▶ WORK TO BE COMPLETED: Please pull every line of the records below word for word, leaving the pictures out.

====== DATASET EXCERPTS ======

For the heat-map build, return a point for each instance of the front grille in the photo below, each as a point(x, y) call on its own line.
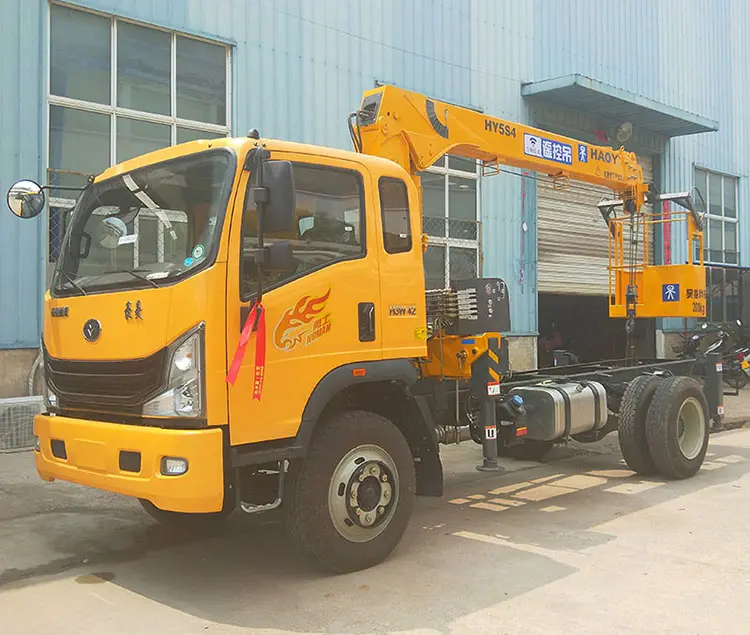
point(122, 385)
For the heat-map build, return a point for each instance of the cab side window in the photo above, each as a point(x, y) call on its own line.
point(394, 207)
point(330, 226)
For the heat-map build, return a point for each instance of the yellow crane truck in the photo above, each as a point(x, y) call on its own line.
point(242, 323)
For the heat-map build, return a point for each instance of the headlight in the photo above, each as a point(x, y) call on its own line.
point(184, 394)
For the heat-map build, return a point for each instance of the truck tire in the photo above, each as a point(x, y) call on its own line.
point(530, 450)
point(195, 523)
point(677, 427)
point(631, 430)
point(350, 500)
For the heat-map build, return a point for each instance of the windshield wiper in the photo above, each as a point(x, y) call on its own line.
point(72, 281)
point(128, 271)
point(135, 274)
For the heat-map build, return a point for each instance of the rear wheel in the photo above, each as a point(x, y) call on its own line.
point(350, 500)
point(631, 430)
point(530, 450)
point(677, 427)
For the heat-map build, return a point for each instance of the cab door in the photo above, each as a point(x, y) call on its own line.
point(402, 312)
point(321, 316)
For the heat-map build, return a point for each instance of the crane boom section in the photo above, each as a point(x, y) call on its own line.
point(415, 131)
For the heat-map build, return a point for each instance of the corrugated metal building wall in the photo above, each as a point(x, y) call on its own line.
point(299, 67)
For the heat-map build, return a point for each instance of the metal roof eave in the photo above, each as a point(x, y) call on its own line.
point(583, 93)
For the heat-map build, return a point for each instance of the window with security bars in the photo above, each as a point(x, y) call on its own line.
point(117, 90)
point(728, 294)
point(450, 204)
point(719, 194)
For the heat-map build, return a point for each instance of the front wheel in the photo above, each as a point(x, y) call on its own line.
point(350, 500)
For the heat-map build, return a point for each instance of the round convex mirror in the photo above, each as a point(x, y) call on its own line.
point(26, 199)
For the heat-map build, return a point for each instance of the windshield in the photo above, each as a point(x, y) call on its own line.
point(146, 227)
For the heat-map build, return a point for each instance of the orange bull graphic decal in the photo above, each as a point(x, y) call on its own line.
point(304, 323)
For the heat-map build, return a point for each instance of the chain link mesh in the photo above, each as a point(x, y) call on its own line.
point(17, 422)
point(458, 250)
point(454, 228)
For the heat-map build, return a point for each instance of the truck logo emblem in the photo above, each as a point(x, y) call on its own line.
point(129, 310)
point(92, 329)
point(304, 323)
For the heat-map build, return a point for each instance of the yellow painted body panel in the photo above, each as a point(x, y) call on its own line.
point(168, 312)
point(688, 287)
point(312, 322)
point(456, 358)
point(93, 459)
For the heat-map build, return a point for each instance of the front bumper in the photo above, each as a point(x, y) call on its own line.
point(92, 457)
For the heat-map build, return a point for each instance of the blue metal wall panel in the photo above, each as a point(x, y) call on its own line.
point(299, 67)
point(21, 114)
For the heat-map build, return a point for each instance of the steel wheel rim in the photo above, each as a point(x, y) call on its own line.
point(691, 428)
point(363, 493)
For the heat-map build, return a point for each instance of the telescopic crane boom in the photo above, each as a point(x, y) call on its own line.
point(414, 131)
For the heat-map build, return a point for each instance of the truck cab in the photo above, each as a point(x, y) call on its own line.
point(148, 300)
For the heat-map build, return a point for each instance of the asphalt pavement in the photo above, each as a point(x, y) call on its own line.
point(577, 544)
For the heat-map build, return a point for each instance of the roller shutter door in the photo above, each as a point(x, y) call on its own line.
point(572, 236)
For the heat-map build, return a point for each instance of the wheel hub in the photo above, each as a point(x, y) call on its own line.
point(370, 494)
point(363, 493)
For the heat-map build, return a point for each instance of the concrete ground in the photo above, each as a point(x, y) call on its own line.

======

▶ RESULT OF THIS EXERCISE:
For the heat-map build, return a point for each instance of the front grille in the photo below, each as a point(x, y) call on its own line.
point(122, 385)
For the heat-map build, return a point for each instance of the cab side window in the photo above, each as a point(x, y) call on its own line.
point(394, 207)
point(330, 226)
For the heat-map build, return a point for each instance of the yellow crane truck in the photo above, each as a point(x, y) call on its own line.
point(242, 323)
For the heat-map build, return a point for each instance of the headlight in the photo above, each as a point(x, y) call on its own line.
point(184, 394)
For the heat-map build, return a point for each instance of the truck tire in the photo above, each as a point(x, y) call on its own line.
point(530, 450)
point(195, 523)
point(677, 427)
point(631, 430)
point(350, 500)
For the heat-map build, return a point for each instance of the windshield wiper in the photo above, each as a point(x, y) call on its own line.
point(72, 281)
point(128, 271)
point(135, 274)
For the heat-map build, return a point for each instance of the rear wheel in the photo above, each as a point(x, y) call on its own line.
point(350, 500)
point(631, 430)
point(530, 450)
point(677, 427)
For the heat-map build, return a point for each instance of the cab door in the photo above, each as a point(x, y) call on its own line.
point(402, 312)
point(321, 316)
For the heat-map build, return a point for each instance of the crane boom section in the photo above, each as a point(x, y) call on its own line.
point(415, 131)
For the heat-map build, return a point for each instance of the corrugated metal building wall in the photo above, each as a point(x, y) call on its own line.
point(299, 67)
For the heat-map build, return a point for each instance of the metal roof eave in the photo above, each as a point(x, y) call on its own line.
point(583, 93)
For the heat-map build, return a point for each instance of the window with security bars in the photo above, each as a point(x, y) call on its own line.
point(117, 90)
point(728, 294)
point(450, 204)
point(719, 194)
For the heat-map build, return a point for each instance of the front wheel in the photo above, each as a point(x, y) call on its own line.
point(350, 500)
For the heat-map build, return a point for each instance of the round convex mirror in the photo above, each as a point(x, y) call on its own line.
point(26, 199)
For the heat-map build, return a point for each instance of the windshield in the photo above, each as a point(x, y) call on its own line.
point(146, 227)
For the heat-map build, return a point for each instance of the orange bull graphic decal in the photo above, each as a point(x, y) call on its own line.
point(304, 323)
For the heat-map build, return a point for each instance of the chain link mesh in the photo above, each as a point(x, y) call on its own line.
point(17, 422)
point(458, 250)
point(454, 228)
For the heat-map build, return a point for each instance of the truck logo emblem in the photo above, each as a point(x, y) call on its own line.
point(129, 310)
point(92, 329)
point(304, 323)
For the heat-map build, return a point for each instance of the yellow painted body panel in the photo above, each as a point(x, y) call on its own line.
point(168, 312)
point(688, 287)
point(312, 322)
point(456, 358)
point(93, 459)
For the heat-map build, return a point for each instance of the front bumper in the photo above, each as a point(x, y) call on its own line.
point(92, 457)
For the heat-map build, return a point for each instance of the blue metal wall panel in the photo above, each as a point(x, y) call on its own line.
point(299, 67)
point(21, 114)
For the heat-map build, return a point for each instance of the steel wheel rim in the photo above, each as a point(x, y) call on its own line.
point(691, 428)
point(363, 493)
For the heat-map build, return a point for each instance of the telescopic crane boom in the photo above, each as a point(x, y) call on its own line.
point(414, 131)
For the heat-map build, return a point for each instance of the truck cab in the photo above, each as a point(x, y) call on its own line.
point(148, 300)
For the heat-map build, return a point for each instance of the asphalt pavement in the photo above, each as a point(x, y) call on its own line.
point(577, 544)
For the heat-map build, return a point for each instance of the roller shutter door in the photo above, each as a point(x, y) call on its own line.
point(572, 236)
For the heat-map build, return a point for each instance of the wheel hub in the photo above, each as a point(x, y) call on its own line.
point(370, 494)
point(363, 493)
For the heat-map build, return a point for each instance of the concrete ground in the photo above, each as a point(x, y) call on its own line.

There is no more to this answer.